## Exercise requirements
Update the entries below by replacing every "Locate" with "Mark" and leaving everything else the same. Leave the pictures out of your answer.

## Dataset content
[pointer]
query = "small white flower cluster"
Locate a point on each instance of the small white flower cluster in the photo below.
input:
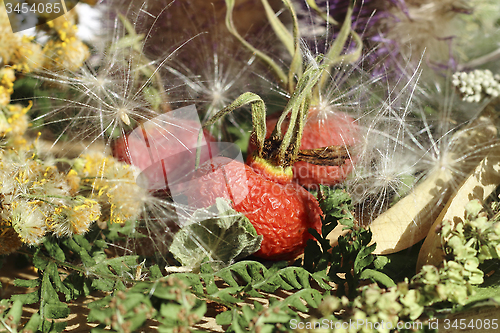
(476, 84)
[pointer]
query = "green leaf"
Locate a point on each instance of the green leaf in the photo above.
(363, 259)
(377, 276)
(56, 310)
(29, 298)
(16, 311)
(224, 318)
(221, 235)
(39, 260)
(27, 283)
(33, 323)
(53, 248)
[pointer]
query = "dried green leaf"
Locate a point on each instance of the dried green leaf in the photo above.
(221, 235)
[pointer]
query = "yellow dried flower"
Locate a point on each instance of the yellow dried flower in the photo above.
(28, 221)
(7, 78)
(9, 240)
(67, 52)
(76, 219)
(73, 181)
(114, 187)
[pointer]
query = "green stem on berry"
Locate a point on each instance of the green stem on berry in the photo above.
(282, 150)
(258, 120)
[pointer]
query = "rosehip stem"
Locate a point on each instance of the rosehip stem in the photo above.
(258, 120)
(288, 144)
(330, 156)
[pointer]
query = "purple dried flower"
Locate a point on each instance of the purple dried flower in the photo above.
(396, 33)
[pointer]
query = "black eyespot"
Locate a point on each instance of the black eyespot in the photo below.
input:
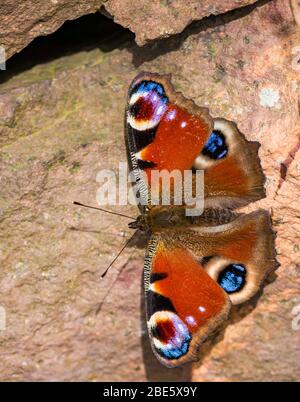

## Solution to this exercise
[pointer]
query = "small white flower cluster"
Mark a point on each instance of the small white flower cluster in the photo below.
input:
(476, 84)
[pointer]
query = "green leaf"
Mark a point on each instance of the green leaf in the photo above.
(363, 259)
(377, 276)
(56, 310)
(29, 298)
(16, 311)
(224, 318)
(221, 235)
(39, 260)
(27, 283)
(33, 323)
(53, 248)
[pointer]
query = "dried green leaf"
Mark a point on each instance of the dried green leaf in the photo above.
(221, 235)
[pointer]
query = "yellow dried flower"
Mark a point on each instance of the yellow dried flower in the photo above.
(28, 221)
(7, 78)
(9, 240)
(67, 52)
(76, 219)
(73, 181)
(114, 187)
[pointer]
query = "green stem on berry"
Mark a point on each instance of the green stem on berry in the photo above.
(282, 150)
(258, 120)
[pointer]
query = "rosehip stem"
Mark a point on each instance of the rosehip stem in the photo above.
(258, 120)
(288, 144)
(330, 156)
[pointer]
query = "purple dried flower"
Mark a point on each instance of the purple dried flower in the photo above.
(396, 33)
[pointer]
query = "black eyespot"
Mark a point on each instance of the black eyespot in the photo below.
input:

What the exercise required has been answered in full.